■ **Task requirements**
Convert the data into a numbered list, from the line containing "Task: list a point for each instance of the woman's smiling" through the last line, both included, and leave out any blank lines.

■ **Records to use**
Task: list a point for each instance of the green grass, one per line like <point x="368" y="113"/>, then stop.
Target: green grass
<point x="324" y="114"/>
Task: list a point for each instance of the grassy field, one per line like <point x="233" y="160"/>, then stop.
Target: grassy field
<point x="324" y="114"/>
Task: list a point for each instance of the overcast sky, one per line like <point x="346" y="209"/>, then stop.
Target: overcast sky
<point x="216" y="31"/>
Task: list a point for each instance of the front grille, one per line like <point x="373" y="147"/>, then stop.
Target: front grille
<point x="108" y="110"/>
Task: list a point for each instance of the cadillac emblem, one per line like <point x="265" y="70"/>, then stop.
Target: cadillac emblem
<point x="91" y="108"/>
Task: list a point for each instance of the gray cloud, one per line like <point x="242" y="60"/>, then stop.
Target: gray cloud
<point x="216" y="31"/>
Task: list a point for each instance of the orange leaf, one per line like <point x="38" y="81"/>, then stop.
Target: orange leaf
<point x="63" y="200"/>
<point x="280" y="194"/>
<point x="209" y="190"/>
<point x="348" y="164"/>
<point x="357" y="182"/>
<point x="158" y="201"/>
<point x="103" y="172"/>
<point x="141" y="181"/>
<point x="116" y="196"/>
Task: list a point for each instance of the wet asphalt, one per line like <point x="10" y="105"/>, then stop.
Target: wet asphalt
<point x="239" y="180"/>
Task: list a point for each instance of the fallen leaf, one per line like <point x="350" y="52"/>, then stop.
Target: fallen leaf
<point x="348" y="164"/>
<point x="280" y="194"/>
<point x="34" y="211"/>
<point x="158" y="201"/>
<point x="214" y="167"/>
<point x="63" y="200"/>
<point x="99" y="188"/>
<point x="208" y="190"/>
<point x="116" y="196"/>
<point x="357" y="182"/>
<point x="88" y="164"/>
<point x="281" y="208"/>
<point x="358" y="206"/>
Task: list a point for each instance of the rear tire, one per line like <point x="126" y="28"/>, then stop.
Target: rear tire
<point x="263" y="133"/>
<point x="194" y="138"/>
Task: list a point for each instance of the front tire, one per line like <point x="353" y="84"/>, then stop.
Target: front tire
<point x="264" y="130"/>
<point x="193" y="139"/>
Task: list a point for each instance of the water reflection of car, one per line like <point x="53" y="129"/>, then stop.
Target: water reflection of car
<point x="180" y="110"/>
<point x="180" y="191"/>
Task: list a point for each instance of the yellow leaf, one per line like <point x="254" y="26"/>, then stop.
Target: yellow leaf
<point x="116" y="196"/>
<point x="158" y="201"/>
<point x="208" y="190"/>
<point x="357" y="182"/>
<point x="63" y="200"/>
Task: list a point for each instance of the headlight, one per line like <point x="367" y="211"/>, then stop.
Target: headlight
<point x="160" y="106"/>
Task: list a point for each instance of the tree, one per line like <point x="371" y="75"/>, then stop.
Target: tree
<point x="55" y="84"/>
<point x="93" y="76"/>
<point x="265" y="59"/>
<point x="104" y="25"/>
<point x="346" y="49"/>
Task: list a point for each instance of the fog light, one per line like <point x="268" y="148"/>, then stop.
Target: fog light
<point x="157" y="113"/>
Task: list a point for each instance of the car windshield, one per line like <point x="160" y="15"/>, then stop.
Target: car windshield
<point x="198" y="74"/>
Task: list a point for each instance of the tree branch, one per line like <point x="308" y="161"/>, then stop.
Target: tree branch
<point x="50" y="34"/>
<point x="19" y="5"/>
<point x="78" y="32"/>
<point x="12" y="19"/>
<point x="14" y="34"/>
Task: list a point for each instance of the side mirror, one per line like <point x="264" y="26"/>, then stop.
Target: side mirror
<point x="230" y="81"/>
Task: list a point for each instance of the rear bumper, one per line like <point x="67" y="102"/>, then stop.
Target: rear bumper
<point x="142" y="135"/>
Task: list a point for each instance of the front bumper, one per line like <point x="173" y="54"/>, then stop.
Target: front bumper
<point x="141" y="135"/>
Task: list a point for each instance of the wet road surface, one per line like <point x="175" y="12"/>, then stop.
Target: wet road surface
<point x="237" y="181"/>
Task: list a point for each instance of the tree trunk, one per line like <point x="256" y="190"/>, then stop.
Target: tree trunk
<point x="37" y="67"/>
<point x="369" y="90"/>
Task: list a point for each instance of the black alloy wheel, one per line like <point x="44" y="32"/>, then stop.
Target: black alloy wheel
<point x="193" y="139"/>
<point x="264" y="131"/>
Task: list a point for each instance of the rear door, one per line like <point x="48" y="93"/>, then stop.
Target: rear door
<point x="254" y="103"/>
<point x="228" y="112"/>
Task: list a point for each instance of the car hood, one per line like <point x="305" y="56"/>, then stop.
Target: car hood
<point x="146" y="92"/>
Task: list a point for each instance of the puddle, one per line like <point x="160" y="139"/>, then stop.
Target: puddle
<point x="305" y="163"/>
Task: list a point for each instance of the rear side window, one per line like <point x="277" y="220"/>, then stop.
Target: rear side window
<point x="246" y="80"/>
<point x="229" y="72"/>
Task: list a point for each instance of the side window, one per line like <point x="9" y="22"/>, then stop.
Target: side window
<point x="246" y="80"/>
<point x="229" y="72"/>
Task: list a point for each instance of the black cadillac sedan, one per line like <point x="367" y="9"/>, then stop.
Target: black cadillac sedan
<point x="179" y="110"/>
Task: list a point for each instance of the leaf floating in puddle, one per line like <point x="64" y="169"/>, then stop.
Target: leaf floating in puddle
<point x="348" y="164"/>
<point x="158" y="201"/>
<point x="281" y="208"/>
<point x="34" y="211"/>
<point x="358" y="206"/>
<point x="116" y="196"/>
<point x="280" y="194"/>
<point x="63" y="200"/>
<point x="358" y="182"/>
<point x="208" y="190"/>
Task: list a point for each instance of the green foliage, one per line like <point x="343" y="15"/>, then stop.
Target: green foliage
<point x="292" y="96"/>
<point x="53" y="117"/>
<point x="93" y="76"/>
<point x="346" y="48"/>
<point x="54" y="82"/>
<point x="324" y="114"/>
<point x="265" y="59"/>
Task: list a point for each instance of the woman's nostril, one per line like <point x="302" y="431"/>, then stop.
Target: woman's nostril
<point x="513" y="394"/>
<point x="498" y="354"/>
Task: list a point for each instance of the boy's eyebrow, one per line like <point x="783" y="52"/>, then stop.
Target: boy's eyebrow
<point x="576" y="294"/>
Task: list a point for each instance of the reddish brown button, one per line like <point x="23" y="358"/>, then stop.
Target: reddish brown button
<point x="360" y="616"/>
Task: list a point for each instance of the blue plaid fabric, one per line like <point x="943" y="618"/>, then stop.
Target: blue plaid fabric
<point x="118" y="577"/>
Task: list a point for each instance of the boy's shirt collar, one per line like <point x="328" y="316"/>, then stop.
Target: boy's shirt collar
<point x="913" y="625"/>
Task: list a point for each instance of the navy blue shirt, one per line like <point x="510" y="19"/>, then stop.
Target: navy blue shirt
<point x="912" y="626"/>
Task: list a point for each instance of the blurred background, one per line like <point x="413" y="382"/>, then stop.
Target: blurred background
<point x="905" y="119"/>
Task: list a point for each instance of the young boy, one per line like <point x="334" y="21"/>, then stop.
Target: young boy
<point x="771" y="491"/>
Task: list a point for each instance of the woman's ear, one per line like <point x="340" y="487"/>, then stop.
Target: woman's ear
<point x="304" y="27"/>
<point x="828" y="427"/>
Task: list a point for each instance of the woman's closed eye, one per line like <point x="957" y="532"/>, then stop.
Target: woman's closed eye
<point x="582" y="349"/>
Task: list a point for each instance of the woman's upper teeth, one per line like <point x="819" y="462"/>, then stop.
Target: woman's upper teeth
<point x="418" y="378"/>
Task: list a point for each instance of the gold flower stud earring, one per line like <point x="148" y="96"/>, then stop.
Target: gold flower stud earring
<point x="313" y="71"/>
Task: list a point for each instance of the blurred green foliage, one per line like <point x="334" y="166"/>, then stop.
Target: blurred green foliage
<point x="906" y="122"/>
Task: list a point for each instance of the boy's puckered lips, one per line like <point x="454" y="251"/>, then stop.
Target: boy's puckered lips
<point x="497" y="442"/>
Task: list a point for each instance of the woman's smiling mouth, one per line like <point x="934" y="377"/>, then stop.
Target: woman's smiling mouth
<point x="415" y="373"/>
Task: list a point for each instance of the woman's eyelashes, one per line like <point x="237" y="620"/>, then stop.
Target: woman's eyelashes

■ **Written solution**
1. Task: list a point for each instance of the woman's smiling mouth, one per line like <point x="934" y="377"/>, then stop.
2. Target: woman's smiling mouth
3. <point x="415" y="373"/>
4. Task: list a point for each instance of the woman's eyelashes, one per line like <point x="237" y="620"/>, then stop.
5. Target: woman's eyelashes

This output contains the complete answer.